[Image location labeling entries]
*****
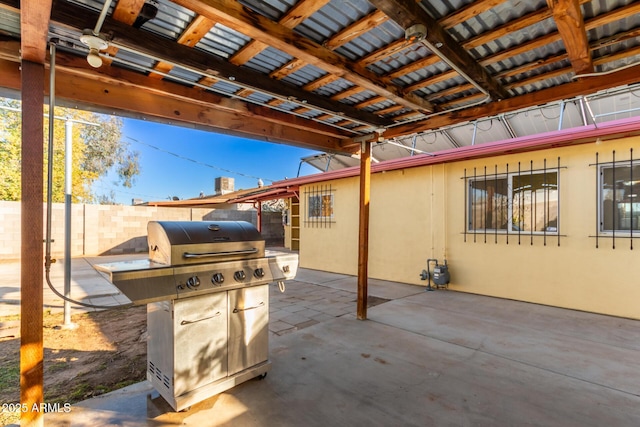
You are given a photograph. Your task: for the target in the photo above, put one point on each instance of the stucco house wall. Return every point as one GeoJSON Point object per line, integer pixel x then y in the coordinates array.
{"type": "Point", "coordinates": [420, 213]}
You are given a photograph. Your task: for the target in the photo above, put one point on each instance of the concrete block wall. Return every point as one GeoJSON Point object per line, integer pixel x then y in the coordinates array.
{"type": "Point", "coordinates": [116, 229]}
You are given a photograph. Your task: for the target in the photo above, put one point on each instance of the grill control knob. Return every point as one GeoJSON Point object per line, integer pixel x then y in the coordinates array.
{"type": "Point", "coordinates": [193, 282]}
{"type": "Point", "coordinates": [217, 279]}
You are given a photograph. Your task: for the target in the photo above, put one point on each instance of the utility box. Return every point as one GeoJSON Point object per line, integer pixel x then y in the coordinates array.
{"type": "Point", "coordinates": [441, 275]}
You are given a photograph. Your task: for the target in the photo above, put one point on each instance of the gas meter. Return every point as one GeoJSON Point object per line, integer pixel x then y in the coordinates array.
{"type": "Point", "coordinates": [440, 275]}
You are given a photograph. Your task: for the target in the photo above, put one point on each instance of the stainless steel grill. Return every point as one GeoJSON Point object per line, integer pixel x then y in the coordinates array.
{"type": "Point", "coordinates": [206, 289]}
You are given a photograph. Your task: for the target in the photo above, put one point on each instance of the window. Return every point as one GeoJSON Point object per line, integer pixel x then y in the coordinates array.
{"type": "Point", "coordinates": [618, 198]}
{"type": "Point", "coordinates": [523, 202]}
{"type": "Point", "coordinates": [321, 206]}
{"type": "Point", "coordinates": [319, 209]}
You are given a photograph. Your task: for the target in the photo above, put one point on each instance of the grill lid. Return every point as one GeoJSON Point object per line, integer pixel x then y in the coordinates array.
{"type": "Point", "coordinates": [193, 242]}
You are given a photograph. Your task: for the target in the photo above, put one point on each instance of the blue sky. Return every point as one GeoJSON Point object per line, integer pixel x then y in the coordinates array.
{"type": "Point", "coordinates": [185, 162]}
*****
■ AIM OF THE EXERCISE
Retype all of the data above word for word, leaving out the pictures.

■ COMPLETED TASK
You are given a photograph. Your task: for the target in the photo above, put one point on each instance of the stucco house wall. Return every point as one GeoJSON Point object per line, integer pixel x then y in the coordinates array.
{"type": "Point", "coordinates": [420, 213]}
You are given a photograph. Your task: for the target in the photo above, put one point on each instance of the concrete block wall. Return every point as one GeoJSON Point object per line, integer pixel x then y in the coordinates array.
{"type": "Point", "coordinates": [116, 229]}
You are given a photograph. Your task: for the target in the photo above, put one point on each instance of the grill control knob. Return every point as one GeoJSON Point object per line, integer pixel x then y in the coordinates array.
{"type": "Point", "coordinates": [193, 282]}
{"type": "Point", "coordinates": [217, 279]}
You are given a photograph. Your task: for the target in the photo above, put one point on each instance of the utility box. Return every point as one GeoJSON Point object per line, integer pixel x then y in the coordinates array.
{"type": "Point", "coordinates": [441, 275]}
You are given a photograph. Your task: for the target in the photo above, put one point on each instance of the gas meter. Return every point as one GeoJSON Point object per line, integer pixel x then y in the coordinates array.
{"type": "Point", "coordinates": [440, 275]}
You are given a photograph. Your task: for the target in the photo above, put one point on each instance of the stainless steel grill. Return every point as one GeoJSON Point object per line, integer pixel x then y in the coordinates array.
{"type": "Point", "coordinates": [206, 289]}
You are given a photograph. Your task: for the target in the photo above, put one point on each instance of the window. Return every point as one GeoJSON Point object per line, integer pixel x then y in the coordinates array.
{"type": "Point", "coordinates": [618, 198]}
{"type": "Point", "coordinates": [523, 202]}
{"type": "Point", "coordinates": [321, 206]}
{"type": "Point", "coordinates": [319, 209]}
You are given a photograph. Your task: for the target in the photo above, put one point on each instance of the grill lid. Return every point as one GeoJSON Point object per line, integer pixel x then y in the coordinates array.
{"type": "Point", "coordinates": [193, 242]}
You are given a photograph. Your task: for the target in the photo above, put one point on each instance of the blue sky. Return every point as one GeoJSON Point object per line, integer pixel x then y in the coordinates array.
{"type": "Point", "coordinates": [185, 162]}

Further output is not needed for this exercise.